* Start INFORMATION GIVEN *
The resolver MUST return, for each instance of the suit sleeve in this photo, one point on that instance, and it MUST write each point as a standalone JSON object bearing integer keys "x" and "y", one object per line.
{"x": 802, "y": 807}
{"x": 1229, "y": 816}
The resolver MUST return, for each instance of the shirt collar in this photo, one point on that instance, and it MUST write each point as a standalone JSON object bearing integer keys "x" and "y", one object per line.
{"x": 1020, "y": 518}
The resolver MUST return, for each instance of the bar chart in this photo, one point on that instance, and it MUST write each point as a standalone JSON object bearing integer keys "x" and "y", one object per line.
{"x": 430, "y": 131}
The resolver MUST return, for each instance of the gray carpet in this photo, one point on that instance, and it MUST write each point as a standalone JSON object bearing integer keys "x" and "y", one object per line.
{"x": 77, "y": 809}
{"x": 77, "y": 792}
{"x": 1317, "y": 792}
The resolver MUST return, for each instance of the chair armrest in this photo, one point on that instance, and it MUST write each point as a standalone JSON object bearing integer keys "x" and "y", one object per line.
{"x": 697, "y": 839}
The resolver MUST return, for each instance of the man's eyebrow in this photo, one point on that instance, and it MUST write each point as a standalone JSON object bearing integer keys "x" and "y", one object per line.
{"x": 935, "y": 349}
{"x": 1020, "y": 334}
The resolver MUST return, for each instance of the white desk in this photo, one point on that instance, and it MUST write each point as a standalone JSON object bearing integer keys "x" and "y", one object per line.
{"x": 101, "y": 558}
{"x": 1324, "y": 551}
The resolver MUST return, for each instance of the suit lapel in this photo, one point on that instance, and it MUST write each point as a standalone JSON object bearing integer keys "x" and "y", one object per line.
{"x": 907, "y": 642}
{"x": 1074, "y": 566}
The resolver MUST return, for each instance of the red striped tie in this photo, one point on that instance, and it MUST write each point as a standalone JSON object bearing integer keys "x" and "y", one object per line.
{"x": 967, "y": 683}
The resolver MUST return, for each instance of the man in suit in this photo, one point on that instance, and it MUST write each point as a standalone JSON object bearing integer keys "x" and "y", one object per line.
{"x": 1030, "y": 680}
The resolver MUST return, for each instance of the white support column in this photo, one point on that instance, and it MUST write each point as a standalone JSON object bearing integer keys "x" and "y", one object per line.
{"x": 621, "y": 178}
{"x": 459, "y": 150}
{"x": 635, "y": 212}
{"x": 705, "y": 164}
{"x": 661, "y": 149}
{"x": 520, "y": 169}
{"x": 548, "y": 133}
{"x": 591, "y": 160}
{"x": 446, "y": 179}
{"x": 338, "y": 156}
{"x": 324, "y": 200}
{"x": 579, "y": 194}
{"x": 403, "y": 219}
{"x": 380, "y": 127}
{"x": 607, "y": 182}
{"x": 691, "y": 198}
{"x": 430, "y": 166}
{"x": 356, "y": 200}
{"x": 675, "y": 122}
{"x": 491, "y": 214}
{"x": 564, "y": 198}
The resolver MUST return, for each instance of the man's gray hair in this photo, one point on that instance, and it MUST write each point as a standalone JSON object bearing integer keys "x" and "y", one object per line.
* End INFORMATION GIVEN *
Set down all of the records shown above once more, exactly.

WORKED ANSWER:
The resolver MUST return, for each instance of the suit sleeve in this photo, one point on that instance, and it MUST write each point as a standalone JSON object bearing integer keys "x" and "y", one object per line.
{"x": 802, "y": 807}
{"x": 1229, "y": 816}
The resolver MUST return, for each instance of the shirt collar in this photo, one point on that instance, and it MUST write each point as a standalone JSON object bearing integer keys "x" and "y", one object per line.
{"x": 1020, "y": 518}
The resolver MUST return, for each instance of the bar chart in this photo, one point on that instance, and it MUST write each point as a standalone JSON object bearing integer keys "x" and "y", one object per line.
{"x": 430, "y": 131}
The resolver MUST return, for each instance of the gray carpet in this photo, one point on that instance, and it MUST write each point as a standalone JSON object bearing integer keys "x" and "y", one object per line.
{"x": 77, "y": 809}
{"x": 77, "y": 792}
{"x": 1317, "y": 792}
The resolver MUST return, for each instance of the chair armrest in this photo, one point on that instance, and it MUST write each point as a standalone JSON object bearing integer keys "x" and "y", one object per line.
{"x": 697, "y": 839}
The resolver MUST return, for each instance of the man's eyebrow in this photo, one point on that instance, and it MUST write each point as a standalone JSON object bearing integer keys "x" and "y", one object per line.
{"x": 935, "y": 349}
{"x": 1020, "y": 334}
The resolver MUST return, for each instance of the white desk in this photo, one point on that instance, and it MUST write each point as a standalone JSON object bearing integer keys "x" and "y", one object per line.
{"x": 101, "y": 558}
{"x": 1324, "y": 551}
The resolver MUST return, for each instance of the suit lapel in this photo, one point on that instance, and it MUST write each point as a standalone JSON object bearing integer keys "x" and "y", one object per line.
{"x": 907, "y": 642}
{"x": 1074, "y": 566}
The resolver MUST return, for each instance of the red striped tie in this photo, one point on that instance, and it MUST write each point as a standalone JSON object bearing integer keys "x" and "y", one object per line.
{"x": 967, "y": 683}
The resolver MUST return, for each instance of the man in suit in this photo, one point on that instance, and it MUST write each point as a standalone JSON object bearing integer keys "x" and "y", one object per line.
{"x": 1030, "y": 680}
The resolver MUST return, for each instance of the white support column in this photo, one point on that instance, and it MUST write each point as a standalone JSON object bearing integer keys "x" and "y", one object per line.
{"x": 621, "y": 178}
{"x": 459, "y": 150}
{"x": 635, "y": 212}
{"x": 705, "y": 164}
{"x": 661, "y": 149}
{"x": 520, "y": 169}
{"x": 548, "y": 133}
{"x": 591, "y": 160}
{"x": 446, "y": 179}
{"x": 338, "y": 156}
{"x": 324, "y": 200}
{"x": 579, "y": 194}
{"x": 403, "y": 219}
{"x": 380, "y": 127}
{"x": 607, "y": 182}
{"x": 691, "y": 198}
{"x": 430, "y": 166}
{"x": 356, "y": 200}
{"x": 675, "y": 122}
{"x": 491, "y": 214}
{"x": 564, "y": 198}
The resolver MUST return, for each instance of the man's gray hair in this photo, one point on that instance, and it MUST write each point as a standalone JSON object bearing integer keys "x" and "y", one object per line.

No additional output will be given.